## EXERCISE INSTRUCTIONS
[1] List every Cloudflare product, feature, or tool named in the Defensive AI text below.
[2] Answer these questions from the Defensive AI text below:
(a) What roles does Matthew Prince hold at Cloudflare?
(b) What data are the Defensive AI models trained on?
(c) Which tool does the API Gateway currently use?
[3] Pick up the passage on Cloudflare's Defensive AI after its final sentence and write what comes next.

With Defensive AI, Cloudflare is offering capabilities that can customized to fit organizations’ particular needs, with AI models being trained on user-specific traffic data.
“Fighting AI with AI is now a non-negotiable,” Cloudflare co-founder and CEO Matthew Prince said in a statement. “A personalized approach to protect data and defend against complex threats unique to an organization’s attack surface, at-speed, and scale, is paramount. By understanding ‘normal baselines’ in a customer’s environment and mitigating the threats that will move the needle towards increased resilience, Defensive AI is the crucial edge defenders need to stay ahead of today’s adversaries.”
Cloudflare will put AI Anomaly Detection into its API Gateway, which currently uses the vendor’s Sequence Analytics tool.

## EXTRACTED RECORDS

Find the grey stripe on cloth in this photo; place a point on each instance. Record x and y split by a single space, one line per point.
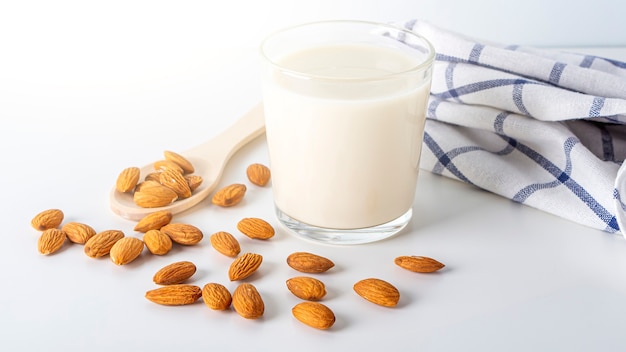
540 127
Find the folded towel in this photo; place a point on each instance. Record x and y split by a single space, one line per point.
540 127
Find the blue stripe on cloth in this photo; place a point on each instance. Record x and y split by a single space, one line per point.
563 177
596 106
608 152
615 63
443 160
555 74
475 53
483 85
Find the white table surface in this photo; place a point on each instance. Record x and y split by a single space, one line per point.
516 279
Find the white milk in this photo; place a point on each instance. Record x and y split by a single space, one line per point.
344 155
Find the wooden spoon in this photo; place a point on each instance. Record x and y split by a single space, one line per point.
209 160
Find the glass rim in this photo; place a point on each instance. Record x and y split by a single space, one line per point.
427 62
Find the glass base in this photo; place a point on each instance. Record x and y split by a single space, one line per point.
345 236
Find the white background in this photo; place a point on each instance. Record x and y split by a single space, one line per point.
88 88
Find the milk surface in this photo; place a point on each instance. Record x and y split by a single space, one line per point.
344 147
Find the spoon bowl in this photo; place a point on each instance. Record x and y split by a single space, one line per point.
209 160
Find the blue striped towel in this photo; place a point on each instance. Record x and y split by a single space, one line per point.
540 127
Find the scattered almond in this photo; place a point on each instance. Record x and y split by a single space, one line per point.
247 301
50 241
125 250
179 160
100 244
378 291
127 179
225 243
154 221
309 263
258 174
47 219
157 242
175 181
418 264
154 196
216 296
314 314
78 232
174 273
229 195
256 228
308 288
175 295
184 234
244 266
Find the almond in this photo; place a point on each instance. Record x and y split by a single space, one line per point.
125 250
378 291
174 273
154 221
307 288
175 295
157 242
225 243
100 244
47 219
256 228
153 176
175 181
244 266
184 234
194 181
148 183
179 160
154 196
162 165
309 263
78 232
314 314
216 296
127 179
229 195
418 264
258 174
248 302
50 241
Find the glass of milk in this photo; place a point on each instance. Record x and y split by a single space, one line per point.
345 105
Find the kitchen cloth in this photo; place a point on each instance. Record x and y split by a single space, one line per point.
541 127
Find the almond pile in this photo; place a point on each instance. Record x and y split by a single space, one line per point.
172 179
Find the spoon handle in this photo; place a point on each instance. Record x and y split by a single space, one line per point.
224 145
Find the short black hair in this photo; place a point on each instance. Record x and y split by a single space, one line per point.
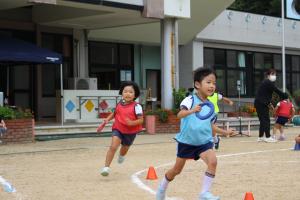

## RESPONSES TO THE TASKS
[1]
Defensive AI
AI Anomaly Detection
API Gateway
Sequence Analytics

[2]
(a) Co-founder and CEO.
(b) User-specific traffic data.
(c) Sequence Analytics.

[3]
“To protect APIs at scale, API Anomaly Detection learns an application’s business logic by analyzing client API request sequences,” Cloudflare wrote. “It then builds a model of what a sequence of expected requests looks like for that application. The resulting traffic model is used to identify attacks that deviate from the expected client behavior.”
The tools within Defensive AI will identify unknown flaws in applications, protect against phishing attacks through features to determine who is sending messages and building models to determine risk, and collect a list of known and good email senders for each customer.
“We can then detect the spoof attempts when the email is sent by someone from an unverified domain, but the domain mentioned in the email itself is a reference/verified domain,” Cloudflare wrote.